***** Lesetext *****
# Kennt jemand das Fischerparadies Niederkreuzstetten??



## WallerChris (25. September 2010)

Hab mal ne dringende Frage: und zwar bin ich dort Morgen auf einem Preisfischen, jedoch kenne ich das Gewässer nicht.

Kennt es vll jemand, der mir ein paar Tips bezüglich Futter, Köder und Grundbeschaffenheit geben kann?

Besetzt sein sollen Karpfen, Schleien, Welse, Störe.
Weis aber leider nicht ob Störe/Welse auch gewertet werden
Bzw ob Karauschen und Brassen drinnen sind...

Bedanke mich schon jetzt fals es jemand kennt und mir Tips gibt

mfg Christoph


----------



## WallerChris (27. September 2010)

*AW: Kennt jemand das Fischerparadies Niederkreuzstetten??*

Puh, war ein sehr kaltes und feuchtes Fischen...
Maden und Würmer konnte man vergessen, da im Teich eine Zwergwelsplage herscht.
Erst ab Hakengröße 2 konnte ich was anderes als die Zwergwelse landen.
Landen konnte ich ~10 Zwergwelse am Vormittag (4Stunden) und ~ 10 Kapfen und 1 Karausche am Nachmittag (4Stunden).
Gewicht hab ich 19,52kg zusammengebracht, was jedoch leider nur für den 3.Platz gereicht hat.
War allerdings selbst schuld, da ich ca 10 Karpfen ausgeschlitzt, abgerissen und verhaut habe #d....

Alles in allem war es trotz Regen und Wind ein schönes fischen auf einem gut besetztem Teich.
Kann man als Tageskartenteich nur weiterempfehlen#6

mfg Christoph


----------
***** Gegebene Zeilen *****
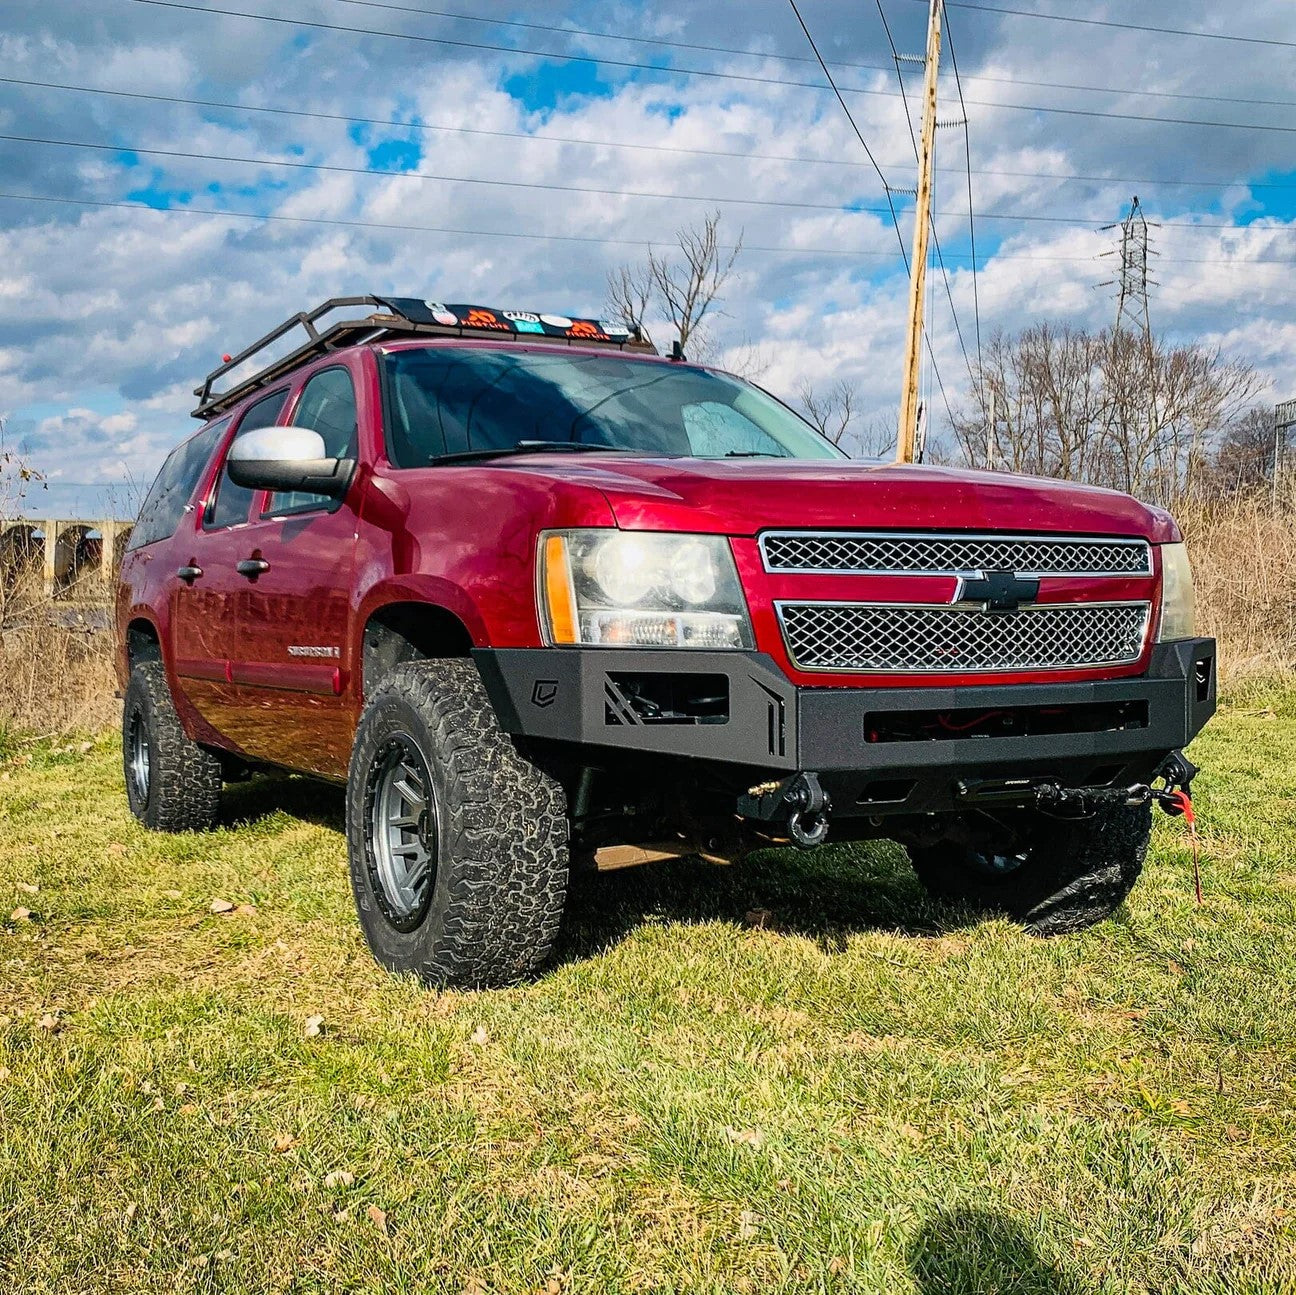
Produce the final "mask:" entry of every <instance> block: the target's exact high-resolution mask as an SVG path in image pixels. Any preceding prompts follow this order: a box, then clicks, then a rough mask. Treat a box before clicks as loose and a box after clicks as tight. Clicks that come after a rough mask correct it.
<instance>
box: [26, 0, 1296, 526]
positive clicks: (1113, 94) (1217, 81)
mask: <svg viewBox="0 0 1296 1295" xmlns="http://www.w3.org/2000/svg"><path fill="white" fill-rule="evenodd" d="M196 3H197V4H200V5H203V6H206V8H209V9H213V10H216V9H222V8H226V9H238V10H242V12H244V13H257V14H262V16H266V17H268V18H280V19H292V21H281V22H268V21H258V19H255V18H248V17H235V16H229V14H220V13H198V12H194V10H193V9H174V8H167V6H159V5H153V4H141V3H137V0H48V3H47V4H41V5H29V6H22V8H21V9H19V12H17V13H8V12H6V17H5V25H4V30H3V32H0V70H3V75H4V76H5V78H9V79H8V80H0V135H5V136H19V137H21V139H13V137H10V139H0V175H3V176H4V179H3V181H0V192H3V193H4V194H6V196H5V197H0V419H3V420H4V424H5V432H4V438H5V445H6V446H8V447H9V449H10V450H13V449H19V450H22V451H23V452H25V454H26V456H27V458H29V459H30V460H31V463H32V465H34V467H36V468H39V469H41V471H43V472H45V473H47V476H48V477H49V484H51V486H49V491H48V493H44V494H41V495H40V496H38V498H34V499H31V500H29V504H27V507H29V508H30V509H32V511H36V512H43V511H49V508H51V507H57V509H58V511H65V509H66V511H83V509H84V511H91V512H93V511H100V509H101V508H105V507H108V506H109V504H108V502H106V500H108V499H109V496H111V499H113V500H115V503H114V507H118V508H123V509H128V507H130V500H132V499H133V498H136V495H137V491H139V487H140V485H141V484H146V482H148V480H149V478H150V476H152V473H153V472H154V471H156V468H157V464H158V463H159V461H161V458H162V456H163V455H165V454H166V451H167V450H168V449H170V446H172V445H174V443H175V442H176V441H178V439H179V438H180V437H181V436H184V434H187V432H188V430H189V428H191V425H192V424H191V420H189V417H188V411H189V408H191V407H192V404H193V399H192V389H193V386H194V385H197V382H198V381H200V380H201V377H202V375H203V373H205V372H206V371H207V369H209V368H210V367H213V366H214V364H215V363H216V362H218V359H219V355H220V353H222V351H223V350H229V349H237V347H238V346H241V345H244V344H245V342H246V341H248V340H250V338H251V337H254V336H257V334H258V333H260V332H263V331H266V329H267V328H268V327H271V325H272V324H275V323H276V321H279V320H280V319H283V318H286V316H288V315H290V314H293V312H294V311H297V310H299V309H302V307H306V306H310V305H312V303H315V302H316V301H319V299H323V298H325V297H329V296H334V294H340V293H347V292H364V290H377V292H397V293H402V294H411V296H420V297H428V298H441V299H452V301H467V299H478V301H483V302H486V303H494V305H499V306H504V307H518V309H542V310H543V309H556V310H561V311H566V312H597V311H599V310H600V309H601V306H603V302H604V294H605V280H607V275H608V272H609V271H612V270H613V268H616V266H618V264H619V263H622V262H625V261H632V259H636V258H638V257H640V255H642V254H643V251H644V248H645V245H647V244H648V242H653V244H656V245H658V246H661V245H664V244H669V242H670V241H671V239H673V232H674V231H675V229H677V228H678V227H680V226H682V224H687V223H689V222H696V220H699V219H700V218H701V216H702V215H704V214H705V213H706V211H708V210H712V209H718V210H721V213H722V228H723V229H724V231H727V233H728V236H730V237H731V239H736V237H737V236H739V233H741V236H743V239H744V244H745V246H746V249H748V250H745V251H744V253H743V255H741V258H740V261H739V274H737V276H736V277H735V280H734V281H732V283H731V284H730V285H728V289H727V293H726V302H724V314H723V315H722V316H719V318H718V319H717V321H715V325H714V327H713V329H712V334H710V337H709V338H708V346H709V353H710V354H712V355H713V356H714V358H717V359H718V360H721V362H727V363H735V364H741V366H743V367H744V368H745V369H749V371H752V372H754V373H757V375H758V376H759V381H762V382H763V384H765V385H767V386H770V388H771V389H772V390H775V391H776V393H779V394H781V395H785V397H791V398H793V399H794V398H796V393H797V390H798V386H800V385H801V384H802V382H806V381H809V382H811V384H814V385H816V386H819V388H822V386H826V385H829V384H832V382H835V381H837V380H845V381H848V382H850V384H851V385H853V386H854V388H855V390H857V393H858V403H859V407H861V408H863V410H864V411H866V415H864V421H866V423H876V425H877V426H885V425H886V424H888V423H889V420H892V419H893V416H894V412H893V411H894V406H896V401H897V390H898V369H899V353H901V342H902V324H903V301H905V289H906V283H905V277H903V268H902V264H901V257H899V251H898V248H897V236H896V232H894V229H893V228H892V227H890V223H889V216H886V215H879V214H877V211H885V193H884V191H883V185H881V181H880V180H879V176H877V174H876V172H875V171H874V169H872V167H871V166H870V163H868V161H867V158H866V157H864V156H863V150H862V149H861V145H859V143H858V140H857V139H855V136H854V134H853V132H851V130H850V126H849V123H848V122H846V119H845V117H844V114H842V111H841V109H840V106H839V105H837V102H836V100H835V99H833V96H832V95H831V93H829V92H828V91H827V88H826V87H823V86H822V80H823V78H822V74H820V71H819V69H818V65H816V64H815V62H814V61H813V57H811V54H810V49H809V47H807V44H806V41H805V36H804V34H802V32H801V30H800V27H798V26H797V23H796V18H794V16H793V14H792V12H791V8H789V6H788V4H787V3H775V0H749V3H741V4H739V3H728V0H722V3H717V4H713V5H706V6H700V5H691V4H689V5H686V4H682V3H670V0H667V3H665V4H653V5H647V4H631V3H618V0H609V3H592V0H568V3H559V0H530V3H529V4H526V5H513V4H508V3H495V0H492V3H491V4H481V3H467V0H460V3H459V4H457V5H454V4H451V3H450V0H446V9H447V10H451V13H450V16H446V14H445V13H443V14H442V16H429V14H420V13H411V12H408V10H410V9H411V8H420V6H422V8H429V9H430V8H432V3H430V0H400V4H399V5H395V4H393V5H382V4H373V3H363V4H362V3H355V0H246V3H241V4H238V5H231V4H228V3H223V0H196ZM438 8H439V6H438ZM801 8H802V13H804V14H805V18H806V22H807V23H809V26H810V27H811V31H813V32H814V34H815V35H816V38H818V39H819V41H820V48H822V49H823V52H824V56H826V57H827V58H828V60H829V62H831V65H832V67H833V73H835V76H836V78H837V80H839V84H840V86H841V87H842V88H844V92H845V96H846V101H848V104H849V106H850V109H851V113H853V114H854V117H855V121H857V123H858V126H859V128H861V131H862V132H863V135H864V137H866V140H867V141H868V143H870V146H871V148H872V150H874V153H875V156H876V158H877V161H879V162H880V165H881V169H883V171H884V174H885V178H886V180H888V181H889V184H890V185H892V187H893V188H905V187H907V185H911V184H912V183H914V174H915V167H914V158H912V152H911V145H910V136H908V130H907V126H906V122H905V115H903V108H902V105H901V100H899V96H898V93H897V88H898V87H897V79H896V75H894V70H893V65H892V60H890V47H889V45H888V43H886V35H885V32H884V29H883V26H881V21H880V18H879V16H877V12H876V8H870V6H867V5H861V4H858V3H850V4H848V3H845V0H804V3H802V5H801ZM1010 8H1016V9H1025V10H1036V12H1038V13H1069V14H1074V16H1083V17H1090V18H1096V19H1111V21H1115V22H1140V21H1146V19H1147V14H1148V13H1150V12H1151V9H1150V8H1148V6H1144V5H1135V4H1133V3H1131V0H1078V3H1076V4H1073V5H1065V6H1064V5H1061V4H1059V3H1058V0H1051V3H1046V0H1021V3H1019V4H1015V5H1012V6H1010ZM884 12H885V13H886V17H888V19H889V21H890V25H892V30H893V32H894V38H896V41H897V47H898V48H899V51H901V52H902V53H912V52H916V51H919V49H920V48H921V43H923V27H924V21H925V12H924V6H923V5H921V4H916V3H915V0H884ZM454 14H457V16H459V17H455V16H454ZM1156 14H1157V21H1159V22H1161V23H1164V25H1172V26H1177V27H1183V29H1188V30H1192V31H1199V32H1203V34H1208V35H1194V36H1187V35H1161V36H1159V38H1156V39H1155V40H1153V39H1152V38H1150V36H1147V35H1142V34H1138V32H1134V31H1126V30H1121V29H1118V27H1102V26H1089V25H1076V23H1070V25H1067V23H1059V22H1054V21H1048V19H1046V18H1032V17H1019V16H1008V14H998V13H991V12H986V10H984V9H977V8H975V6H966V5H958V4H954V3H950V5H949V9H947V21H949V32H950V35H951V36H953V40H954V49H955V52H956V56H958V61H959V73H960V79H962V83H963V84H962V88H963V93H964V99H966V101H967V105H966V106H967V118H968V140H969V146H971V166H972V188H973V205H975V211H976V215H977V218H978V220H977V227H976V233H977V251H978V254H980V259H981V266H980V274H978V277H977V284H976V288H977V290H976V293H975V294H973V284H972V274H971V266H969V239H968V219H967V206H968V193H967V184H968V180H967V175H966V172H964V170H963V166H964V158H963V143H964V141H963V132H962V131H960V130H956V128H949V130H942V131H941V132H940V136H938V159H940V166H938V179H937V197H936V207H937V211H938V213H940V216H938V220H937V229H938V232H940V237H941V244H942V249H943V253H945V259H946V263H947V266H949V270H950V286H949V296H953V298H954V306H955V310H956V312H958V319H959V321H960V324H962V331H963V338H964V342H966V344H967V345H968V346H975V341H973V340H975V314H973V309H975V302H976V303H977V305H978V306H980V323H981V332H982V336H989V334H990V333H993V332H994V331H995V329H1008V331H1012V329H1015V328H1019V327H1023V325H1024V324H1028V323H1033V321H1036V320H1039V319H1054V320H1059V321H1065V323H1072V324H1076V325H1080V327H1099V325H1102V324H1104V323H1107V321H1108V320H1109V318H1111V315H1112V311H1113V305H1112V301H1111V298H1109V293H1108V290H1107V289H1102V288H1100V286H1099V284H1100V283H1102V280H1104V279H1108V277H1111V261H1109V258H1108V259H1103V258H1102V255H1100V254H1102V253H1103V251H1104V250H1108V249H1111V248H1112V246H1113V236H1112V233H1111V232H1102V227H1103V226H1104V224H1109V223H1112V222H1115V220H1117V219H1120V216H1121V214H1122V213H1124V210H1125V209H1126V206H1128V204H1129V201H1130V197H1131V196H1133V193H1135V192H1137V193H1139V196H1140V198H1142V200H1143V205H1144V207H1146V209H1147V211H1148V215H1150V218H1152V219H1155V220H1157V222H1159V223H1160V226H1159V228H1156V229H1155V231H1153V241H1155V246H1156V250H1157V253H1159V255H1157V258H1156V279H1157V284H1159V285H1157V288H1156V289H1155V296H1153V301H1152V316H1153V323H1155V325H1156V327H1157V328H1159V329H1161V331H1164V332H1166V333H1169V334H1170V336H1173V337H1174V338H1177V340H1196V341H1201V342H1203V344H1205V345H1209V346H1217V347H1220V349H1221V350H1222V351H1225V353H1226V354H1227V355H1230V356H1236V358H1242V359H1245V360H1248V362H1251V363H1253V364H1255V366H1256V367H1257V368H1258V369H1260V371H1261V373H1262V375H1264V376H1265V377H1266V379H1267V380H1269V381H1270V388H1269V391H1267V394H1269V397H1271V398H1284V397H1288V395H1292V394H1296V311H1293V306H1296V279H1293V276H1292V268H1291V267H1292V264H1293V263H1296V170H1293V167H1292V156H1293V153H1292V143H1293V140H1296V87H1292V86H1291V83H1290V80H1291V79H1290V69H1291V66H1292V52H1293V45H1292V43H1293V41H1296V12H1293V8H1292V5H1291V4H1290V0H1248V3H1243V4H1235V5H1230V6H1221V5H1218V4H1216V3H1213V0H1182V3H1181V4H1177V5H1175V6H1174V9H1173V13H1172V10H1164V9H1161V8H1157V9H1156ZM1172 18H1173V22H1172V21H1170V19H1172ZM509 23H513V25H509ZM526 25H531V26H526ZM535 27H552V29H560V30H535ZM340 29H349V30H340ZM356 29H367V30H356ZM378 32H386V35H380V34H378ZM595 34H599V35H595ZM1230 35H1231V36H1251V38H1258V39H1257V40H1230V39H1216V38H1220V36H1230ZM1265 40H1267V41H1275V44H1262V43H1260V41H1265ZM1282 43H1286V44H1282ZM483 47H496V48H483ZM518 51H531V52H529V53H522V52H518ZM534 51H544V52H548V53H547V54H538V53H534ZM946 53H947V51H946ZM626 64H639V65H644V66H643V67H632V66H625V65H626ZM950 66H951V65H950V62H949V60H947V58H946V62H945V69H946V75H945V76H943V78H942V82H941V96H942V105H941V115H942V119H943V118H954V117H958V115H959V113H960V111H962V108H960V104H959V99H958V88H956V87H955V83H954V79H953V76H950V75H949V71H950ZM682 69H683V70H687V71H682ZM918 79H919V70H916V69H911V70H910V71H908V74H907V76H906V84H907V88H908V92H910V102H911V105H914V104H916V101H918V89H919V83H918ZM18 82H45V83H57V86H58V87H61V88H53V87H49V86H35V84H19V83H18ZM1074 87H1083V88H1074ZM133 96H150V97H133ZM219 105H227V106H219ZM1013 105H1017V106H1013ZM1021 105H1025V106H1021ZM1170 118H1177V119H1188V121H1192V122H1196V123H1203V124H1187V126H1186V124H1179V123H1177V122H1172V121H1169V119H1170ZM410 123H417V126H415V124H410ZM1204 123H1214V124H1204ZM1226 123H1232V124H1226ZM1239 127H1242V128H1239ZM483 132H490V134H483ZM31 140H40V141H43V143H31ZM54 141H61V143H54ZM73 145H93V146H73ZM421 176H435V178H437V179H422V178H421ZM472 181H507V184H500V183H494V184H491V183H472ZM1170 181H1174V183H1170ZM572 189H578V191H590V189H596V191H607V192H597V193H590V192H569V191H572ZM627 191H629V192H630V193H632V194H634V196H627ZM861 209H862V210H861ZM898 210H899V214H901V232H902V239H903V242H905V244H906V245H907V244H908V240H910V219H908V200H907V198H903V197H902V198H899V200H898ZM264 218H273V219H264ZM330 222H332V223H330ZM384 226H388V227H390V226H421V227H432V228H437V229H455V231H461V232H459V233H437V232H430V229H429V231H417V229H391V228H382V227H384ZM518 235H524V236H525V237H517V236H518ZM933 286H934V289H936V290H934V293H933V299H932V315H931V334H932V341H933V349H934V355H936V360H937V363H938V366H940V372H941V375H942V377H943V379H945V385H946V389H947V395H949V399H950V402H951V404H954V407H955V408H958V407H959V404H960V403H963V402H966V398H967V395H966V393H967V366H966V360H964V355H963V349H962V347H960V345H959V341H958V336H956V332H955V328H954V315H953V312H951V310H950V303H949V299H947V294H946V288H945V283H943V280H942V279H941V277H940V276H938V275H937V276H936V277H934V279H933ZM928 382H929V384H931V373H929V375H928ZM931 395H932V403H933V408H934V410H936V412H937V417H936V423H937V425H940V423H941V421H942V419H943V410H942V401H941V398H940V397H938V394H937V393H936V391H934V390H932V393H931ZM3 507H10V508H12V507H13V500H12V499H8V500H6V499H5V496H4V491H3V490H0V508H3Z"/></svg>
*****
→ **Aufgabenstellung**
Schreiben Sie aus dem Lesetext die Passage von „Maden und Würmer“ bis „3.Platz gereicht hat.“ wortgetreu ab.

→ **Antwortfeld**
Maden und Würmer konnte man vergessen, da im Teich eine Zwergwelsplage herscht.
Erst ab Hakengröße 2 konnte ich was anderes als die Zwergwelse landen.
Landen konnte ich ~10 Zwergwelse am Vormittag (4Stunden) und ~ 10 Kapfen und 1 Karausche am Nachmittag (4Stunden).
Gewicht hab ich 19,52kg zusammengebracht, was jedoch leider nur für den 3.Platz gereicht hat.